[Start RECORDS FOR THE EXERCISE]

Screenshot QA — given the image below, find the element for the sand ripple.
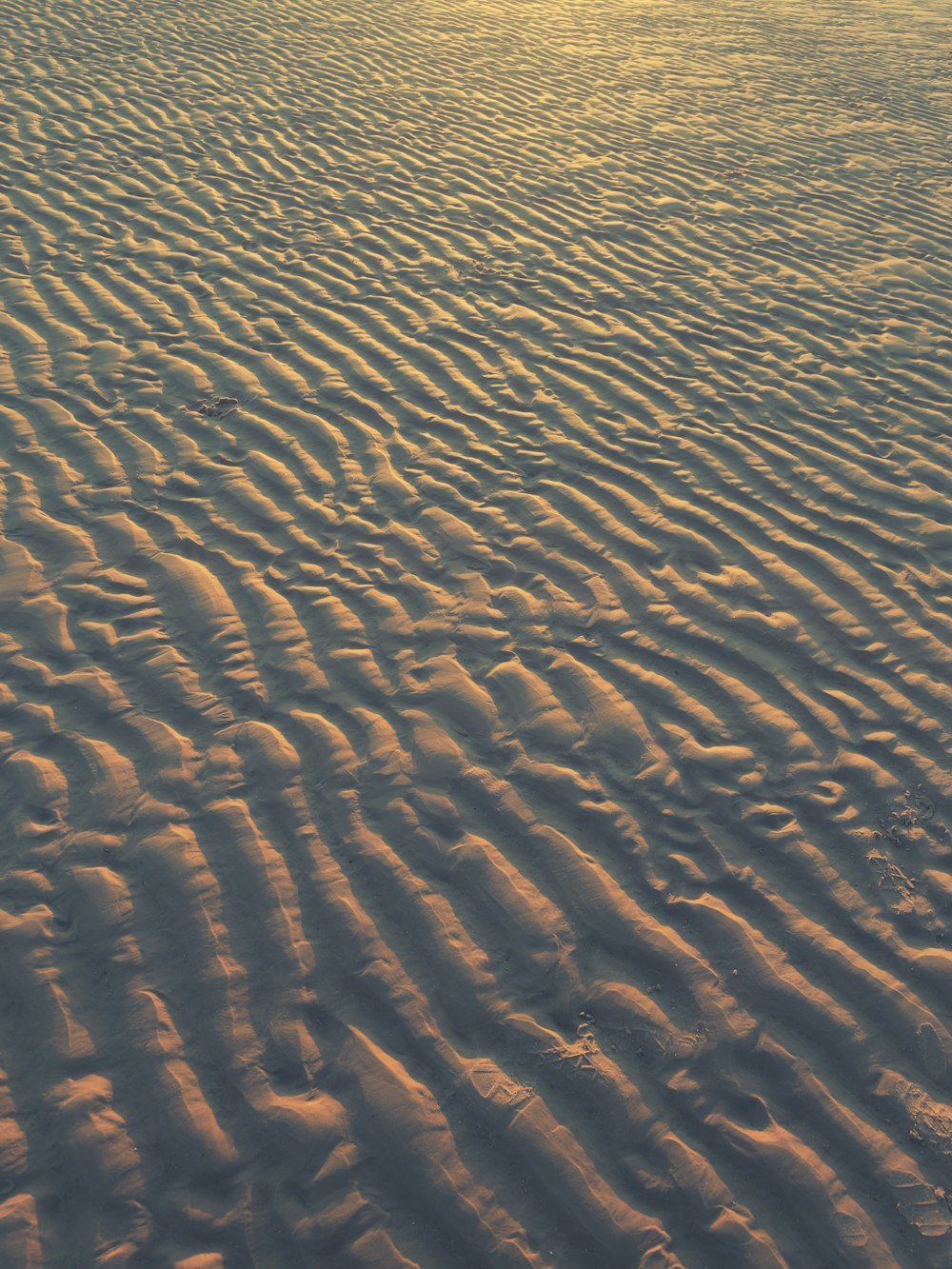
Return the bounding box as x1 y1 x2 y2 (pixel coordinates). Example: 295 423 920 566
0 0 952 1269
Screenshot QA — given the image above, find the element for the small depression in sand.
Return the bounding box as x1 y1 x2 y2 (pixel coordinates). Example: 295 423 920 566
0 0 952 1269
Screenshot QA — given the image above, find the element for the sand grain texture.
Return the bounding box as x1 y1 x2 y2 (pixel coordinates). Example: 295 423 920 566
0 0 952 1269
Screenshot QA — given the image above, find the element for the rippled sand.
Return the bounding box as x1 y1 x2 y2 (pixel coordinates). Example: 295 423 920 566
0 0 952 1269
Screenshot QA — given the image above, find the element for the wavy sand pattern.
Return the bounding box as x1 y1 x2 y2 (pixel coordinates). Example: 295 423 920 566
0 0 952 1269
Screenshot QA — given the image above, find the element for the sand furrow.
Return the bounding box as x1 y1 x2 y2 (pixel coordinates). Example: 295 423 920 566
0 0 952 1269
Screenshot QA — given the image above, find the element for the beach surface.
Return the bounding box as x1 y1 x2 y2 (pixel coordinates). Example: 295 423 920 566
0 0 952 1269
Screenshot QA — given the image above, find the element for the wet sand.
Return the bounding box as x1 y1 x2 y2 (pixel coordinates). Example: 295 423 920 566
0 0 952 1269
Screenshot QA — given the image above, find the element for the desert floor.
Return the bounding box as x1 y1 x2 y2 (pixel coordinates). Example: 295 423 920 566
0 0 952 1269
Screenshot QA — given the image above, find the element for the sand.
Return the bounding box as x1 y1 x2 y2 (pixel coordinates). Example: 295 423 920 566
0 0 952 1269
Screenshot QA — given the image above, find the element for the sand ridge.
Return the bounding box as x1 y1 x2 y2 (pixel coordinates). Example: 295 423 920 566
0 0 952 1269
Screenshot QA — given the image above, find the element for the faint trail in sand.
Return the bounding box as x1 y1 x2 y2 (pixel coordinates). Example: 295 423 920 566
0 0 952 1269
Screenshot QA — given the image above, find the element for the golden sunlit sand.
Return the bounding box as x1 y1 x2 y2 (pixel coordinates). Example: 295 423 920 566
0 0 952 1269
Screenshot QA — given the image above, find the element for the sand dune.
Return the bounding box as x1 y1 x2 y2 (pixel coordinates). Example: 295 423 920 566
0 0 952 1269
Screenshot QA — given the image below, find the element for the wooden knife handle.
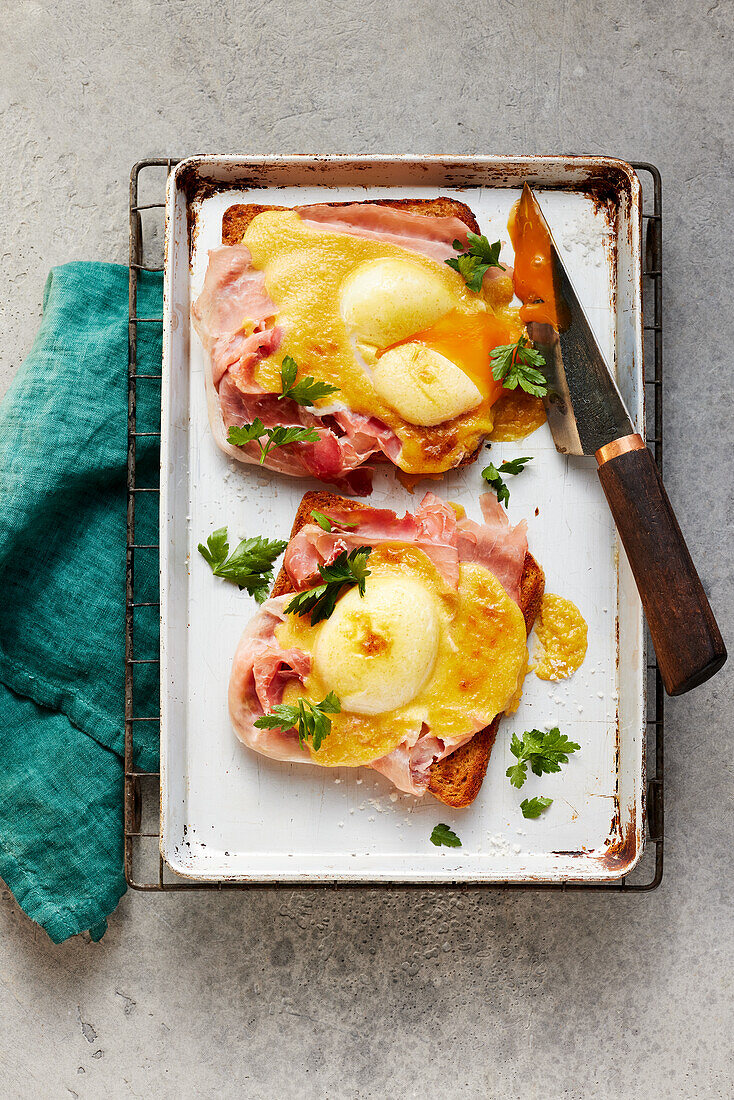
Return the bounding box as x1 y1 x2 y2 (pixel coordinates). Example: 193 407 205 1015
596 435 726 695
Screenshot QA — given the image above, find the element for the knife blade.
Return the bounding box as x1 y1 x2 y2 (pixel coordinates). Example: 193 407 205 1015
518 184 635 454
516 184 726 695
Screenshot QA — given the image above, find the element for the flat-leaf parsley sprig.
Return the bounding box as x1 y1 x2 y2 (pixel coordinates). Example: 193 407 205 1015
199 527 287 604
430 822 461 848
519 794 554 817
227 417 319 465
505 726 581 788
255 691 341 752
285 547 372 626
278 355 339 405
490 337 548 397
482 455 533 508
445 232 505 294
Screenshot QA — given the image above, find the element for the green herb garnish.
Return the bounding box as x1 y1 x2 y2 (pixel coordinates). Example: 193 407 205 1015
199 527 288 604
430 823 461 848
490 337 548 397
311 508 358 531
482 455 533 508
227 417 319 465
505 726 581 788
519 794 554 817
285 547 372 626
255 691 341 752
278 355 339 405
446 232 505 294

[End RECORDS FOR THE EXERCISE]

*WORK TO DO*
Reproduce, word for word, the part of the records that opens with the line containing "for the sand." and closes with the line containing "445 232 505 294", including both of those lines. Omit any pictures.

*EXERCISE RESULT*
Screenshot QA — given the image above, find the element for the sand.
Return the bounding box as x1 y1 x2 y2 (pixel coordinates). Example: 295 423 920 566
0 0 952 1269
Screenshot QA — given the image above, find the element for the sand ridge.
Return the bounding box as x1 y1 x2 y2 (pixel coordinates). Example: 295 423 920 566
0 0 952 1269
Screenshot QA — given the image above, find the element for the faint trail in sand.
Return the bounding box as x1 y1 x2 y2 (pixel coordinates). Example: 295 423 920 566
0 0 952 1269
Screenshot QA — given the image above, find the element for the golden sunlit sand.
Return the bounding box as x1 y1 x2 y2 (pixel coordinates). Example: 295 423 920 566
0 0 952 1269
Screenshot QA — given the image above, find the element for the sand dune.
Return the bounding box as x1 y1 x2 y2 (pixel coordinates). Example: 295 423 920 566
0 0 952 1269
Screenshot QA — given the image below, find the element for the wooden knife handle.
Return the bounding box as x1 y1 x2 y2 (pixel coordinates). Example: 193 407 205 1015
596 435 726 695
Screenshot QA — given the image above, find the element for the knife blade.
Return the bounding box as x1 y1 x2 y2 (pixel coordinates). Example: 193 407 205 1015
518 184 635 454
516 184 726 695
Screenshot QA — given the image above, find the element for the flat-leaf parsley sprig.
Return the bounding box as x1 y1 x2 y2 (pixel coordinates). Example: 193 407 205 1015
199 527 287 604
430 822 461 848
519 794 554 817
227 417 319 465
505 726 581 788
255 691 341 752
285 547 372 626
278 355 339 405
490 337 548 397
482 455 533 508
445 232 505 294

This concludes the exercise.